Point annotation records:
┄┄┄┄┄┄┄┄┄┄┄┄┄┄┄┄┄┄┄┄

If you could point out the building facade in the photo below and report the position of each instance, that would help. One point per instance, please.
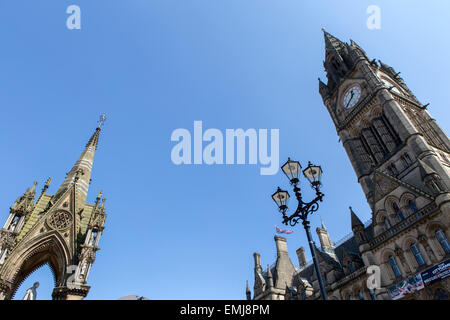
(61, 230)
(401, 159)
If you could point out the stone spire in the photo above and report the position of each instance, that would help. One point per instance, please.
(269, 277)
(80, 174)
(355, 220)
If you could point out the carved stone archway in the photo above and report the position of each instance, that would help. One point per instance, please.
(49, 250)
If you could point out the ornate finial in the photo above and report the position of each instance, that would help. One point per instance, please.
(102, 120)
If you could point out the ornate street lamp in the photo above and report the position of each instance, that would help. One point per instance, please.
(313, 173)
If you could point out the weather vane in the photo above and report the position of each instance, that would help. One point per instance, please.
(102, 120)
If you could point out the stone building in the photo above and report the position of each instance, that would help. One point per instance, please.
(61, 230)
(401, 159)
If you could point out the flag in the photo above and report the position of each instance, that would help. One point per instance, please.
(279, 230)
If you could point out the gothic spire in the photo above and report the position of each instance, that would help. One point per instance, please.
(269, 277)
(80, 174)
(332, 44)
(355, 220)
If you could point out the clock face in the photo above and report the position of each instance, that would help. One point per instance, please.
(352, 97)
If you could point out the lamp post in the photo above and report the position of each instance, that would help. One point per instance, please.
(313, 173)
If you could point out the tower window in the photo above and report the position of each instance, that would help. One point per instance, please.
(416, 252)
(413, 206)
(395, 267)
(361, 295)
(398, 211)
(440, 235)
(372, 294)
(350, 267)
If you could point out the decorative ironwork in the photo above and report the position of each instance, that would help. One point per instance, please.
(313, 174)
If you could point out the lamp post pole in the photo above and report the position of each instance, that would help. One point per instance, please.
(316, 264)
(281, 197)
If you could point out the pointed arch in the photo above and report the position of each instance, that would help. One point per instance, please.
(49, 248)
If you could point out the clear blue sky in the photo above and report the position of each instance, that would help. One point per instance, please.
(189, 232)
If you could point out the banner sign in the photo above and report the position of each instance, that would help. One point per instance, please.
(439, 272)
(410, 285)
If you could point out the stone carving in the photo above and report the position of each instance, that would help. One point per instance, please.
(60, 220)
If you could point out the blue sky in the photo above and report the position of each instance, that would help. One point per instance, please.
(189, 232)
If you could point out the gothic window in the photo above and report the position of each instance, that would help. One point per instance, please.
(350, 267)
(373, 144)
(413, 206)
(362, 154)
(440, 235)
(398, 211)
(407, 158)
(424, 127)
(325, 278)
(360, 295)
(393, 170)
(395, 267)
(417, 254)
(13, 224)
(387, 223)
(372, 294)
(385, 135)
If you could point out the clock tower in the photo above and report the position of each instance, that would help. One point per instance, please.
(381, 124)
(61, 230)
(401, 159)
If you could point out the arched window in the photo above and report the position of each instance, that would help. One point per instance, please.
(325, 278)
(413, 206)
(372, 294)
(387, 223)
(350, 267)
(361, 295)
(395, 267)
(398, 211)
(440, 235)
(416, 252)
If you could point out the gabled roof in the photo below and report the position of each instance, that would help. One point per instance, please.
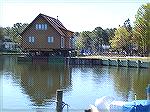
(54, 22)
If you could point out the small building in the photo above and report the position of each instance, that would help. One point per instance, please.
(46, 35)
(6, 44)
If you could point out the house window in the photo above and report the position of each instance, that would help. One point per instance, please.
(50, 39)
(37, 27)
(45, 26)
(62, 42)
(31, 39)
(41, 26)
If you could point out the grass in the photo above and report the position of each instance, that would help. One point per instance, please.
(134, 58)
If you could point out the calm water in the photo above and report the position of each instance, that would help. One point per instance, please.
(32, 87)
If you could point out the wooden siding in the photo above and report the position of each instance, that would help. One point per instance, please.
(41, 37)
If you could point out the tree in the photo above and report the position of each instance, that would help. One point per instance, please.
(15, 31)
(142, 28)
(1, 33)
(121, 40)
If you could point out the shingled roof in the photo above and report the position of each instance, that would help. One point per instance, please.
(54, 22)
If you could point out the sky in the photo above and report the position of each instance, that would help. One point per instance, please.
(76, 15)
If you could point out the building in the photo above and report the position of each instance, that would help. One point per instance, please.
(47, 36)
(6, 44)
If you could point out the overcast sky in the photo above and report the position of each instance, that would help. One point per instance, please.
(76, 15)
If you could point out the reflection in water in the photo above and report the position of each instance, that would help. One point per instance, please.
(86, 83)
(129, 81)
(40, 81)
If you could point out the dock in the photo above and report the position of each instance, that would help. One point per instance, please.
(85, 61)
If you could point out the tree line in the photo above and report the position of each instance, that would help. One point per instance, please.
(126, 38)
(13, 32)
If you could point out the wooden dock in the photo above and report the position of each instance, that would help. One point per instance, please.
(86, 61)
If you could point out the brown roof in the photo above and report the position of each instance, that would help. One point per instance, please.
(55, 23)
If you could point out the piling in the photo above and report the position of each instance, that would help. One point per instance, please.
(59, 97)
(148, 92)
(127, 63)
(118, 62)
(138, 64)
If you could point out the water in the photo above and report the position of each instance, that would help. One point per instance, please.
(32, 87)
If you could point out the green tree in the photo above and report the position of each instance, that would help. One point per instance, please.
(15, 31)
(1, 33)
(142, 28)
(121, 40)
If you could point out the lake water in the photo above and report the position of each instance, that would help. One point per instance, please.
(32, 87)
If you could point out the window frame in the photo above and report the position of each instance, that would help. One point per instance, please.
(62, 42)
(50, 39)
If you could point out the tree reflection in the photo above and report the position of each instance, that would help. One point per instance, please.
(39, 81)
(128, 81)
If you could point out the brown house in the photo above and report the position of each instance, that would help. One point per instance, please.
(47, 36)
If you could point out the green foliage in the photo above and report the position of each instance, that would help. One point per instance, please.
(15, 31)
(95, 39)
(121, 39)
(1, 33)
(142, 28)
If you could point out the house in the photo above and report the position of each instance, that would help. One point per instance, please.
(8, 45)
(46, 35)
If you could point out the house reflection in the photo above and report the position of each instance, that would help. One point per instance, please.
(40, 81)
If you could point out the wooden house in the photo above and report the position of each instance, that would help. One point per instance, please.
(46, 35)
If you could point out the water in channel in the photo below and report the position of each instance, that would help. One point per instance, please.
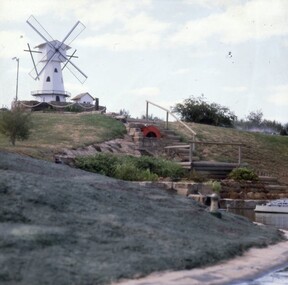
(279, 277)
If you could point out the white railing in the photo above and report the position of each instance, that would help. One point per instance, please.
(168, 112)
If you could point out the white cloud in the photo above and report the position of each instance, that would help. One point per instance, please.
(136, 33)
(258, 19)
(11, 43)
(108, 11)
(278, 95)
(213, 3)
(145, 92)
(183, 71)
(235, 89)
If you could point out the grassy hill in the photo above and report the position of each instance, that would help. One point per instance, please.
(268, 154)
(53, 131)
(60, 225)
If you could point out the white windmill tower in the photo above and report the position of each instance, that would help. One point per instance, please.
(52, 59)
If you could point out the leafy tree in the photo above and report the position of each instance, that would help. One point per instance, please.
(15, 124)
(196, 109)
(255, 118)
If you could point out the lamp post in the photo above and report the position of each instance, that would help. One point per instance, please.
(17, 59)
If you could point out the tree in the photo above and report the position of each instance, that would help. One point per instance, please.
(196, 109)
(255, 118)
(15, 124)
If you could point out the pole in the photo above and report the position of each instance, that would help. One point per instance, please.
(17, 78)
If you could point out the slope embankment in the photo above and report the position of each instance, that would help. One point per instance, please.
(60, 225)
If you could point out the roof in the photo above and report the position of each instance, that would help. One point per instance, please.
(79, 96)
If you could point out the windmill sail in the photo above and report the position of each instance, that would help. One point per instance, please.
(53, 55)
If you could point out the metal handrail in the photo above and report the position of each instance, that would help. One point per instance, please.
(167, 113)
(50, 92)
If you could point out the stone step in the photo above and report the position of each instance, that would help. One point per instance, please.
(268, 180)
(273, 187)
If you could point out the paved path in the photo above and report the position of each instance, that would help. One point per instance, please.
(252, 264)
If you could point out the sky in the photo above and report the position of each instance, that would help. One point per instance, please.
(233, 52)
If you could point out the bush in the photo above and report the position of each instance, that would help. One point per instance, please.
(216, 186)
(100, 163)
(15, 125)
(243, 173)
(128, 172)
(130, 167)
(197, 110)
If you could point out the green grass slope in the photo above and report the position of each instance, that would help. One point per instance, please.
(53, 131)
(267, 154)
(60, 225)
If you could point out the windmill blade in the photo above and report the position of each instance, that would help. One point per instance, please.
(76, 30)
(48, 61)
(69, 58)
(39, 29)
(35, 68)
(76, 72)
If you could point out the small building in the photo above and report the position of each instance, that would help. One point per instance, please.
(83, 98)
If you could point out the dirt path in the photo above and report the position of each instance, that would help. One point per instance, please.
(251, 265)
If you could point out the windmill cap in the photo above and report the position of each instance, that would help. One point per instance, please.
(55, 43)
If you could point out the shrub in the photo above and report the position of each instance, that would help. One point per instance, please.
(216, 186)
(100, 163)
(196, 109)
(15, 125)
(243, 173)
(128, 172)
(129, 167)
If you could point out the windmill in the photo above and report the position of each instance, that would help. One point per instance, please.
(52, 60)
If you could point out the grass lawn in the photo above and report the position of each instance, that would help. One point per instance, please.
(53, 131)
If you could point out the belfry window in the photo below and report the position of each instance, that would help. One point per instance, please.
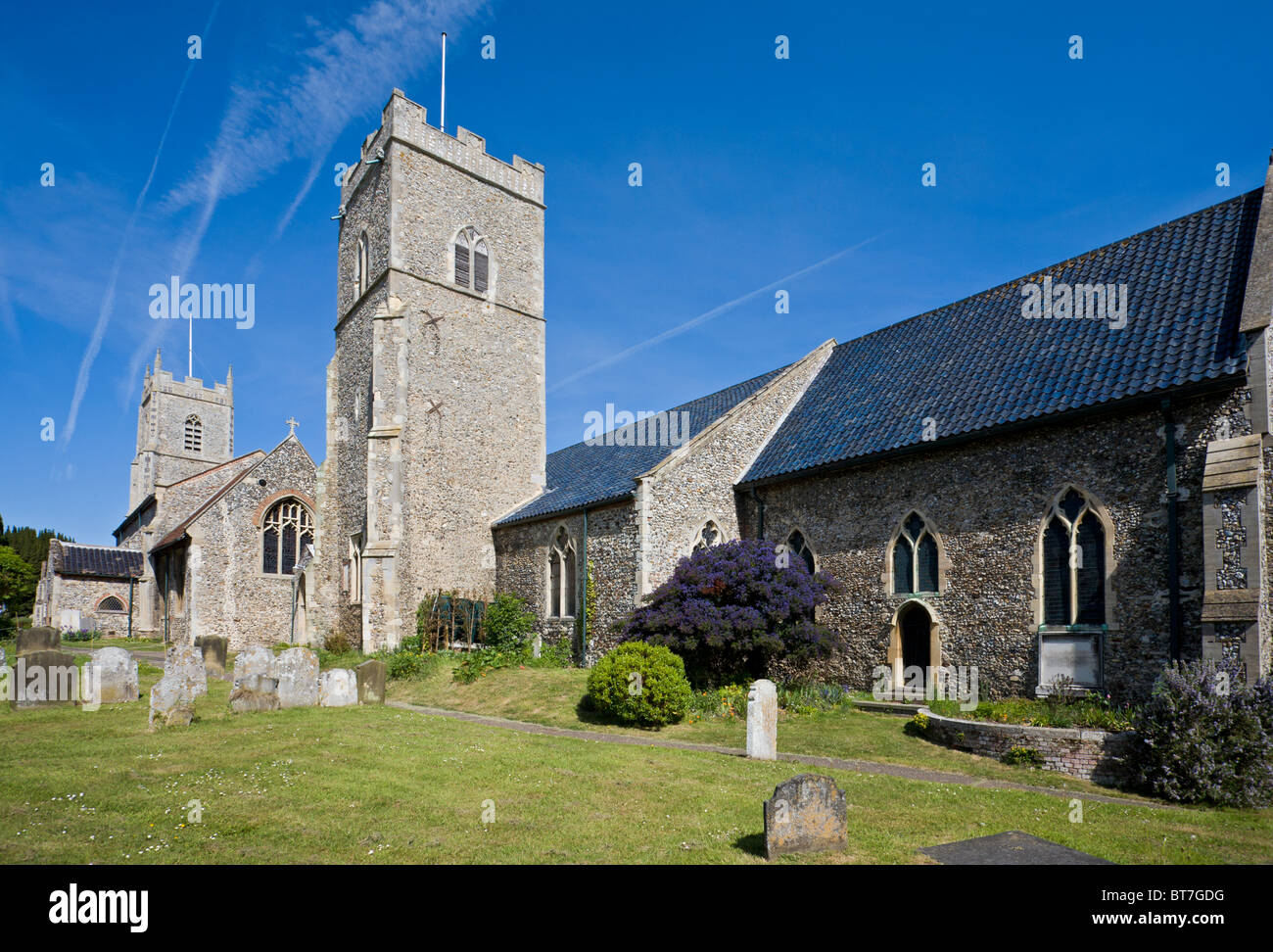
(360, 266)
(288, 528)
(561, 576)
(1073, 563)
(472, 260)
(194, 442)
(915, 557)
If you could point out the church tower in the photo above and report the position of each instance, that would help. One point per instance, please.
(183, 428)
(436, 420)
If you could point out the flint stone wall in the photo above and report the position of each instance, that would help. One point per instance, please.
(1090, 755)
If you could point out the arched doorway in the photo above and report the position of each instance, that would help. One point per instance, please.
(916, 626)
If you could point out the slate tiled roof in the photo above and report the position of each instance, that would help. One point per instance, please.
(582, 475)
(100, 561)
(978, 362)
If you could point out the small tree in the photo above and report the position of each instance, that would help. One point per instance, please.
(732, 611)
(1203, 736)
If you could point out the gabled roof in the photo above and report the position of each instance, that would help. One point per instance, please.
(100, 561)
(178, 531)
(979, 362)
(584, 475)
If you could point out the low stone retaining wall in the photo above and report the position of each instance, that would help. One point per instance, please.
(1089, 755)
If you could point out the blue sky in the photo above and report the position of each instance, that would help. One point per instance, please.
(754, 168)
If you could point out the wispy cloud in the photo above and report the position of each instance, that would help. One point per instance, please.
(704, 317)
(107, 306)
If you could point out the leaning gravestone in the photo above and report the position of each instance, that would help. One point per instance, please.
(45, 680)
(806, 815)
(338, 689)
(255, 661)
(298, 679)
(172, 702)
(186, 663)
(255, 692)
(38, 639)
(370, 681)
(214, 648)
(763, 721)
(115, 676)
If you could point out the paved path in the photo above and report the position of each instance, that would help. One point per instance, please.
(862, 766)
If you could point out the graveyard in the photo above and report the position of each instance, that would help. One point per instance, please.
(378, 783)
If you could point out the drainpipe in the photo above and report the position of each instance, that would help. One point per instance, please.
(582, 603)
(1169, 429)
(760, 513)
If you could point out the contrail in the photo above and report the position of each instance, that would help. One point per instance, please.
(103, 314)
(704, 317)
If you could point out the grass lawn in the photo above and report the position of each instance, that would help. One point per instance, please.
(551, 696)
(385, 785)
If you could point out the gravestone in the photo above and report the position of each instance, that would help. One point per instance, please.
(172, 701)
(38, 639)
(1013, 848)
(370, 681)
(115, 676)
(255, 692)
(338, 689)
(214, 648)
(255, 661)
(45, 679)
(185, 663)
(763, 721)
(806, 815)
(298, 679)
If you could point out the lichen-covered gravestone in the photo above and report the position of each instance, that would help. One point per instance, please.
(298, 679)
(45, 680)
(763, 721)
(255, 661)
(806, 815)
(38, 639)
(114, 677)
(214, 648)
(338, 689)
(370, 681)
(255, 692)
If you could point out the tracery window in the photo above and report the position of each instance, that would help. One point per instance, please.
(915, 557)
(1073, 563)
(561, 576)
(288, 528)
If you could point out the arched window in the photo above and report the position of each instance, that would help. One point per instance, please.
(561, 577)
(360, 264)
(288, 528)
(1073, 561)
(798, 547)
(194, 434)
(472, 260)
(708, 536)
(915, 557)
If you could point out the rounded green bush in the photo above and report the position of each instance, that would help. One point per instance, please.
(640, 684)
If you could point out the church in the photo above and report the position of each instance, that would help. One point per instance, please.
(1067, 475)
(1076, 492)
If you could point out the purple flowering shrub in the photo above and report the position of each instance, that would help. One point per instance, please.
(1205, 738)
(730, 611)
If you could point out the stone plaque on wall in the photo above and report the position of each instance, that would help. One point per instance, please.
(1070, 654)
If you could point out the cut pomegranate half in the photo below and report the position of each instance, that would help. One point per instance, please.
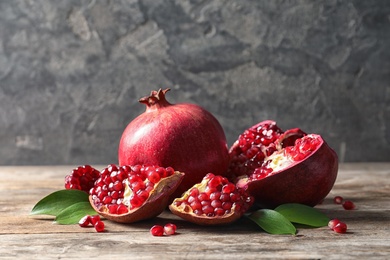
(214, 201)
(279, 167)
(128, 194)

┄┄┄┄┄┄┄┄┄┄┄┄┄┄┄┄┄┄┄┄

## [Challenge]
Reproduce exactly the lines from the one with "If you could point out the church in" to the bottom of the listing, both ends included, and nothing else. Skip the pictures.

## [Answer in full]
If you could point out the church in the photo above and report the position of each instance, that would help. One point per instance, please.
(1067, 475)
(1076, 492)
If you could point out the purple flowering shrub in the photo above and report the position of each instance, that would help. One point per instance, please.
(1205, 738)
(730, 611)
If you could point out the stone plaque on wall in the photo above and report the position of each instance, that would help. One point per instance, please.
(1070, 654)
If you could point out the cut pomegranate half in the photo below and report the position of each instance, that would help. One point per instance, please.
(214, 201)
(279, 167)
(128, 194)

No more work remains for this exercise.